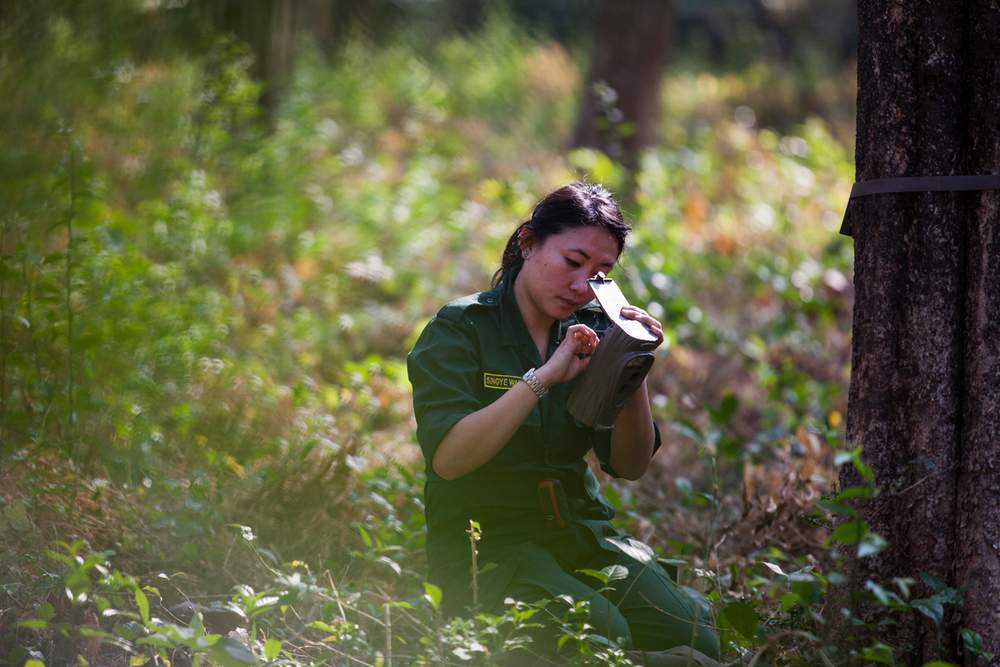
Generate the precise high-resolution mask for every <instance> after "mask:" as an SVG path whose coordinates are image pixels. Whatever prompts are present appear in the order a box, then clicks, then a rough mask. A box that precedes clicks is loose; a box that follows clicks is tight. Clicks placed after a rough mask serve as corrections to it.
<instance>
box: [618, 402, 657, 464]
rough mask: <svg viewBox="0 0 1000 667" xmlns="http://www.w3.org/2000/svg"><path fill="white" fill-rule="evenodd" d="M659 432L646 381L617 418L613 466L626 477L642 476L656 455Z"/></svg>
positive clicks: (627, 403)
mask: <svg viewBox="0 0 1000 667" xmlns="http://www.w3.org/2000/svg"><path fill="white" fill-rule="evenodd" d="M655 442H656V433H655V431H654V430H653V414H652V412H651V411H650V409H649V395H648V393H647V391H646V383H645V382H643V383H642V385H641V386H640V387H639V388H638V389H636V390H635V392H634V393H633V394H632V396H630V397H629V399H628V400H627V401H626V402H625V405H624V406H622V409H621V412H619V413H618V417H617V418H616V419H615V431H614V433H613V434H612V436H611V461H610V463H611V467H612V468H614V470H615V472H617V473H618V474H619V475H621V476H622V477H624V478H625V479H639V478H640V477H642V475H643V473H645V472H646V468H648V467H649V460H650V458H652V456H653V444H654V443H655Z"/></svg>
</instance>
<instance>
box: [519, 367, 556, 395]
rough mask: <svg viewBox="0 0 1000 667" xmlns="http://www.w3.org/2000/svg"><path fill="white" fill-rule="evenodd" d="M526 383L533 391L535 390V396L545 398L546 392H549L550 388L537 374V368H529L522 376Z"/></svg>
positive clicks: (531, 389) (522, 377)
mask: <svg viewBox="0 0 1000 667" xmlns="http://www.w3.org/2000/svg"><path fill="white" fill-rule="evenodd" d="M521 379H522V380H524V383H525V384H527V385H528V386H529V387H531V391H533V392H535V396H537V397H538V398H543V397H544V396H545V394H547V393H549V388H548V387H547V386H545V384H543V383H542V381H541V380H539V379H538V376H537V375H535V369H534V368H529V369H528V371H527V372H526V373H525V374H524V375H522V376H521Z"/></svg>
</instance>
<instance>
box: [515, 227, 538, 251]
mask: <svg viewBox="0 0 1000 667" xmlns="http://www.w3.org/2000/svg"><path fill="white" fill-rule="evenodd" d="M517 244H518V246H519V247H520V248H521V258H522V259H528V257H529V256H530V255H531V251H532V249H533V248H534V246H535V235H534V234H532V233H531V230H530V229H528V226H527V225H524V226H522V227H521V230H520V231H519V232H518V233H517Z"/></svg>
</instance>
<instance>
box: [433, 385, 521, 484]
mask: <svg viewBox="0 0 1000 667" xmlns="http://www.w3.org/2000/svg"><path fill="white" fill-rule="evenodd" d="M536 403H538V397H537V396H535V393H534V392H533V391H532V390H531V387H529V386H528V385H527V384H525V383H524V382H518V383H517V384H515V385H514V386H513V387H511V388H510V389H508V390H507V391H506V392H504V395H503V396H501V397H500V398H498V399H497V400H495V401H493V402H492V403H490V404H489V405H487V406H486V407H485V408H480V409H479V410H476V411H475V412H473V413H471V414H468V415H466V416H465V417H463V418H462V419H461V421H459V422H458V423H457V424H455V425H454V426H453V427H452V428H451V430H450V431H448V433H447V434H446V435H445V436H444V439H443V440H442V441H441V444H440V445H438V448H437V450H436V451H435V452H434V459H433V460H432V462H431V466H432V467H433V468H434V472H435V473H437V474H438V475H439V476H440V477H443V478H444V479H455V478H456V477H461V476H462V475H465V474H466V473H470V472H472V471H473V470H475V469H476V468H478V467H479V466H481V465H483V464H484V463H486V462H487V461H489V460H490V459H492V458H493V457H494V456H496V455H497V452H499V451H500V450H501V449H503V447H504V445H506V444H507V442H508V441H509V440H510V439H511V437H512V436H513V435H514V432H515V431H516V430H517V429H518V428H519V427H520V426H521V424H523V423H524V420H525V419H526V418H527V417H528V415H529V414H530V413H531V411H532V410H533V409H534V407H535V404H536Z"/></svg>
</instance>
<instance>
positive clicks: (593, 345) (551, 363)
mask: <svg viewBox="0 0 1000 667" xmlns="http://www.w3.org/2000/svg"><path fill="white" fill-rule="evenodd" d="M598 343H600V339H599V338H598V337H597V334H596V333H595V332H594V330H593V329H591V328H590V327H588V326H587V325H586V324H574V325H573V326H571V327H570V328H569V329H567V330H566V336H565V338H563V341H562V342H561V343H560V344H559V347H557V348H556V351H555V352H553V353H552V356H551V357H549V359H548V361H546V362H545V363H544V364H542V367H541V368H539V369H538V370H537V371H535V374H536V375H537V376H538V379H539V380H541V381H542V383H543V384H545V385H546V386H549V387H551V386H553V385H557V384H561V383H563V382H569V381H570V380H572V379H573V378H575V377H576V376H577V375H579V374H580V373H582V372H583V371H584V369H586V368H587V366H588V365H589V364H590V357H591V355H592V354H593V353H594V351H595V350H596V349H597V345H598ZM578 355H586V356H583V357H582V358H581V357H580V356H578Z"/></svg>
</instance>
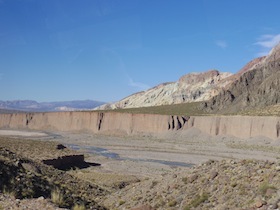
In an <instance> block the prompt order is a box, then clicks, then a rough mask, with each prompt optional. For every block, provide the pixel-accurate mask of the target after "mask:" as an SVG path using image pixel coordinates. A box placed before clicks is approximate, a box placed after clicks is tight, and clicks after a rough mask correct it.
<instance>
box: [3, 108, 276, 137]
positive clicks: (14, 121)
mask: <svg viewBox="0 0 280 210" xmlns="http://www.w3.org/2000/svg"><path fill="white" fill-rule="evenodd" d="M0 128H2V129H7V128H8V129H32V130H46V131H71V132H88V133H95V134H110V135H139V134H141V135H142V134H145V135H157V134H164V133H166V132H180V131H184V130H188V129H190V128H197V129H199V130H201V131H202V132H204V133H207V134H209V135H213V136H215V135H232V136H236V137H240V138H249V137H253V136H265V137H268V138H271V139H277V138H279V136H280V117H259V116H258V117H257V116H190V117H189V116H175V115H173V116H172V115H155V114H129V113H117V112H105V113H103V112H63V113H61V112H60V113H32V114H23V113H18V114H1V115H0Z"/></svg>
--
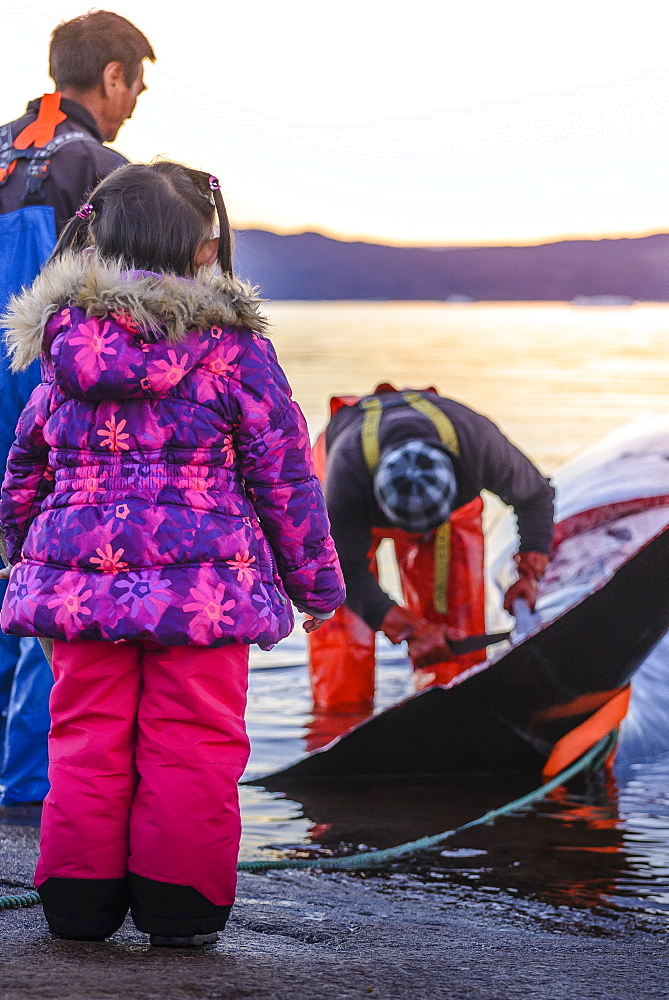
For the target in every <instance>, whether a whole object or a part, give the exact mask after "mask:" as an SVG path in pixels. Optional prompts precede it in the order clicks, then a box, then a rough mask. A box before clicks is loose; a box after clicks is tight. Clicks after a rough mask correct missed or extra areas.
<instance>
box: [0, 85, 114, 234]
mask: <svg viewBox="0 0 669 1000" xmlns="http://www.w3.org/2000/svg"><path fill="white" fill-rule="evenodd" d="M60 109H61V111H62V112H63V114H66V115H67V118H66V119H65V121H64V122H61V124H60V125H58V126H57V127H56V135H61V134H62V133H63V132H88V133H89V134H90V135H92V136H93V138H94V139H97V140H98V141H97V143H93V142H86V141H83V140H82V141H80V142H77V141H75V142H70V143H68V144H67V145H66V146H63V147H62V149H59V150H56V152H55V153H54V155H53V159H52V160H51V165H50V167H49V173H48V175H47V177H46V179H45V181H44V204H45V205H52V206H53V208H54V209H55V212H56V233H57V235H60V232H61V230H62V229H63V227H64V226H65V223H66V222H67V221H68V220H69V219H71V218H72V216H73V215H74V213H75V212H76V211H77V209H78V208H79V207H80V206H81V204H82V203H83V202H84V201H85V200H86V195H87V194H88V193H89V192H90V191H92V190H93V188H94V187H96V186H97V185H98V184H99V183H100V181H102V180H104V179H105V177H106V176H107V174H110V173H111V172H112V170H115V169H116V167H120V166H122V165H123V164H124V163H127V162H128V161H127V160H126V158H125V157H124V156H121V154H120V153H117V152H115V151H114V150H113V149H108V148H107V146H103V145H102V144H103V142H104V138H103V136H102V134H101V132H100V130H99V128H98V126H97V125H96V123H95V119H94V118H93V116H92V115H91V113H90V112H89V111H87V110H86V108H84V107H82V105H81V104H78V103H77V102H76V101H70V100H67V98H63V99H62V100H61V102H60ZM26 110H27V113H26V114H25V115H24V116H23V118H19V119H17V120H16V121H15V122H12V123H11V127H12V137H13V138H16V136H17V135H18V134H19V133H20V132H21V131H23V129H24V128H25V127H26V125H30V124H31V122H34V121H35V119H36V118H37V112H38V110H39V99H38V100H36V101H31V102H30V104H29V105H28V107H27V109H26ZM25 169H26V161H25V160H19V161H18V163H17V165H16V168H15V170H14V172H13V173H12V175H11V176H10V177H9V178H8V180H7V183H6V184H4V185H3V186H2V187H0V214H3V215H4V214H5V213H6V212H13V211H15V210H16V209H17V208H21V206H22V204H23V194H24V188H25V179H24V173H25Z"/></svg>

- _Task item_:
Count the lines above that contain the string "positive" and give only that number.

- _Output for this task_:
4